- PROBLEM REQUIREMENTS -
Render every line of the items below as a numbered list, skipping any blank lines and leaving the pictures out of the answer.

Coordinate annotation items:

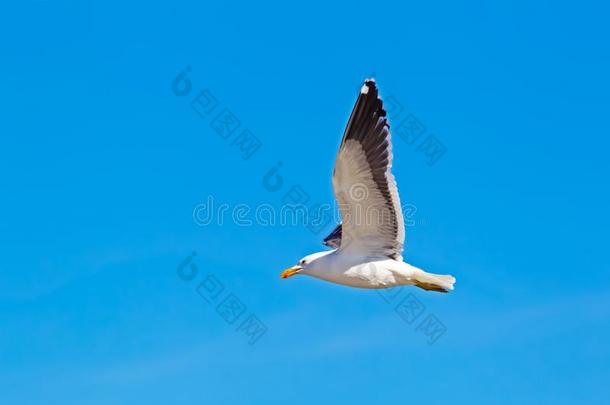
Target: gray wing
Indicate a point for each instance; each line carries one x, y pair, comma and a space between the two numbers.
372, 220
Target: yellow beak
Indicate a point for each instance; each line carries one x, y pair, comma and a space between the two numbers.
291, 271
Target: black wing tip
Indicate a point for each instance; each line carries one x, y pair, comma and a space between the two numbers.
369, 88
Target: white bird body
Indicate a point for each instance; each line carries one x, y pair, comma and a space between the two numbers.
369, 242
357, 271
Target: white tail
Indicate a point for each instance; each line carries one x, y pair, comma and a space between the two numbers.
433, 282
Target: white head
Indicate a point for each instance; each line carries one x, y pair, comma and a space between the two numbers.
307, 265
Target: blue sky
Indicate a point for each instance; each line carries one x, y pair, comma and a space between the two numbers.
102, 165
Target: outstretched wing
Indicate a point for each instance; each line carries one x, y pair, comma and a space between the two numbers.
363, 182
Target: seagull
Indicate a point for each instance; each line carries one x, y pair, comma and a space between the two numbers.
368, 243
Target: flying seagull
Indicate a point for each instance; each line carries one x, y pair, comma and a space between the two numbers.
368, 243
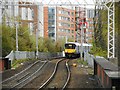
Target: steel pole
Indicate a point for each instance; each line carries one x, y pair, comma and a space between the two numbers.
16, 38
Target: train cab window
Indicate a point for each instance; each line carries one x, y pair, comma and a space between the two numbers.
70, 46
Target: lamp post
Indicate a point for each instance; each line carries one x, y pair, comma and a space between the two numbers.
16, 36
36, 43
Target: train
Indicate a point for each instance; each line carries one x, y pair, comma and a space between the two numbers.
73, 49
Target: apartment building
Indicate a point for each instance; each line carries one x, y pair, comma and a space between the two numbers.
8, 12
80, 22
84, 18
31, 15
90, 30
59, 23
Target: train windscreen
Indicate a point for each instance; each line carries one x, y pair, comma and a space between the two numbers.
70, 46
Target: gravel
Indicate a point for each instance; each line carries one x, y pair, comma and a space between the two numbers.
81, 76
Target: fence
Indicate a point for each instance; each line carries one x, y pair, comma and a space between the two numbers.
30, 55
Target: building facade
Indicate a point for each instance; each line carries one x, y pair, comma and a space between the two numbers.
84, 22
61, 23
32, 17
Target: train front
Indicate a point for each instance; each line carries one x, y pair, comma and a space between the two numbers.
70, 50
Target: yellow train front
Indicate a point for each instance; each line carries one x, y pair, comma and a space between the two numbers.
72, 49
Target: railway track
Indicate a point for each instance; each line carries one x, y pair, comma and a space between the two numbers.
56, 70
24, 77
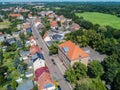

- FULL OUTPUT -
1. Target: gray wing
2. Indicate a point for each instance; each line carries one x, y pair, comma and a space between the two numbers.
3. 372, 220
4. Target: yellow beak
5. Indicate a point for each instance; each line carries one x, y pair, comma and a space between the two numbers.
6. 291, 271
7. Target: black wing tip
8. Indicate a point for each instance; each line carries one x, y pair, comma and a space between the two numbers.
9. 369, 88
10. Target: white bird body
11. Indicate a point for each instance; each line carries one x, y pair, comma and a space between the two numbers.
12. 369, 242
13. 357, 271
14. Target: white tail
15. Indicate a point for each instance; each line carries one x, y pair, comma and a space between the two numbers.
16. 433, 282
17. Target: white head
18. Indicate a point for each instance; each line carries one x, y pair, comma and a space between the two numbers.
19. 307, 265
20. Target: blue sky
21. Indicate a point for each instance; each line carries one x, y pair, comma and a space between the two numbers.
22. 102, 165
23. Target: outstretched wing
24. Indicate a point for each instance; each line carries one x, y pair, comma and a space between the two numbers.
25. 363, 182
26. Target: seagull
27. Indicate a point for each instance; each line carries one x, y pair, comma and a space between the two numbers.
28. 368, 243
29. Target: flying seagull
30. Indicate a point for each instance; each line carries one x, y pair, comma and a space between the two numbers.
31. 368, 243
32. Target: steel pole
33. Indicate a point for each instance; each line carries one x, y pair, comma and a space between the two numbers.
34. 16, 38
35. Target: train cab window
36. Indicate a point for each instance; each line carries one x, y pair, comma and a space between the two numbers.
37. 70, 46
38. Target: lamp post
39. Indicate a point for each instance; each line carries one x, y pair, comma and a space between the two numbers.
40. 16, 36
41. 36, 43
42. Target: train
43. Indicate a point for each instance; each line carries one x, y pair, comma and a space between the two numbers.
44. 73, 49
45. Target: apartment building
46. Indicate a point for each instance; each line carries one x, y pair, comma and a space between the two numbers.
47. 8, 12
48. 80, 22
49. 84, 18
50. 31, 15
51. 90, 30
52. 59, 23
53. Target: train windscreen
54. Indicate a point for each instance; each line carries one x, y pair, comma and a space between the two numbers.
55. 70, 46
56. Target: gravel
57. Indicate a point for each instance; each line carries one x, y pair, comma and a space between the two numbers.
58. 81, 76
59. Target: fence
60. Indicate a point for each instance; each line carries one x, y pair, comma and a space between the two numbers.
61. 30, 55
62. Target: building facade
63. Indicate a point for each instance; each line carries one x, y pair, comma and a space between the two numbers.
64. 84, 22
65. 61, 23
66. 32, 17
67. Target: train front
68. Indicate a point for each instance; each line carries one x, y pair, comma and a space between the two numbers.
69. 70, 50
70. Target: yellow train front
71. Indicate a point for each instance; each line carries one x, y pair, comma and a space between the two numbers.
72. 72, 49
73. Target: railway track
74. Indicate a point for each instance; each line carries one x, y pair, comma and a space between the two numbers.
75. 56, 70
76. 24, 77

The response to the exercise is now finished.